* **WHAT IS NEEDED**
Format the data below as a Markdown table with the columns "No." and "Line", giving each line its own numbered row and omitting blank lines. Start at the line containing "find the green" and end at the final line of the data.

* **MATERIAL**
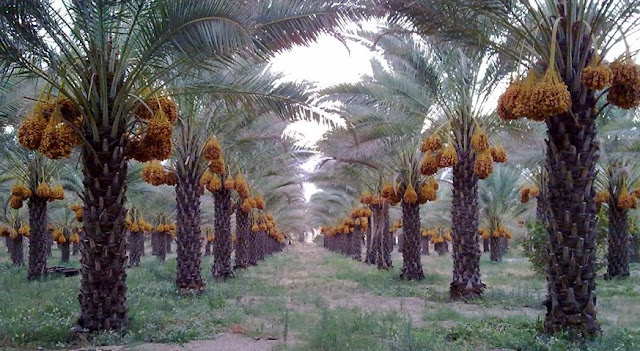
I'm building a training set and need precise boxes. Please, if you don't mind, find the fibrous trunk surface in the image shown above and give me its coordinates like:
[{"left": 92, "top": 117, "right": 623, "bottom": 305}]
[
  {"left": 175, "top": 170, "right": 205, "bottom": 291},
  {"left": 212, "top": 187, "right": 233, "bottom": 279},
  {"left": 449, "top": 149, "right": 486, "bottom": 300},
  {"left": 607, "top": 197, "right": 629, "bottom": 278},
  {"left": 544, "top": 111, "right": 600, "bottom": 335},
  {"left": 27, "top": 195, "right": 49, "bottom": 280},
  {"left": 78, "top": 133, "right": 128, "bottom": 331},
  {"left": 400, "top": 202, "right": 424, "bottom": 280},
  {"left": 235, "top": 201, "right": 251, "bottom": 269}
]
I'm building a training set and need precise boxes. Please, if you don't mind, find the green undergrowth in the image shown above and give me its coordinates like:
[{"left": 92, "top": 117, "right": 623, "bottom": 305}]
[
  {"left": 0, "top": 249, "right": 640, "bottom": 351},
  {"left": 282, "top": 309, "right": 640, "bottom": 351},
  {"left": 0, "top": 250, "right": 283, "bottom": 349}
]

* **OUTPUT OF THE TASK**
| No. | Line |
|---|---|
| 1 | I'm building a training set and need precise boxes. Please, if you don't mind, find the green undergrowth in the image shown above and give me its coordinates like: |
| 2 | [{"left": 92, "top": 117, "right": 623, "bottom": 305}] |
| 3 | [ |
| 4 |   {"left": 0, "top": 249, "right": 640, "bottom": 351}, |
| 5 |   {"left": 282, "top": 309, "right": 640, "bottom": 351}, |
| 6 |   {"left": 0, "top": 250, "right": 283, "bottom": 349} |
| 7 | ] |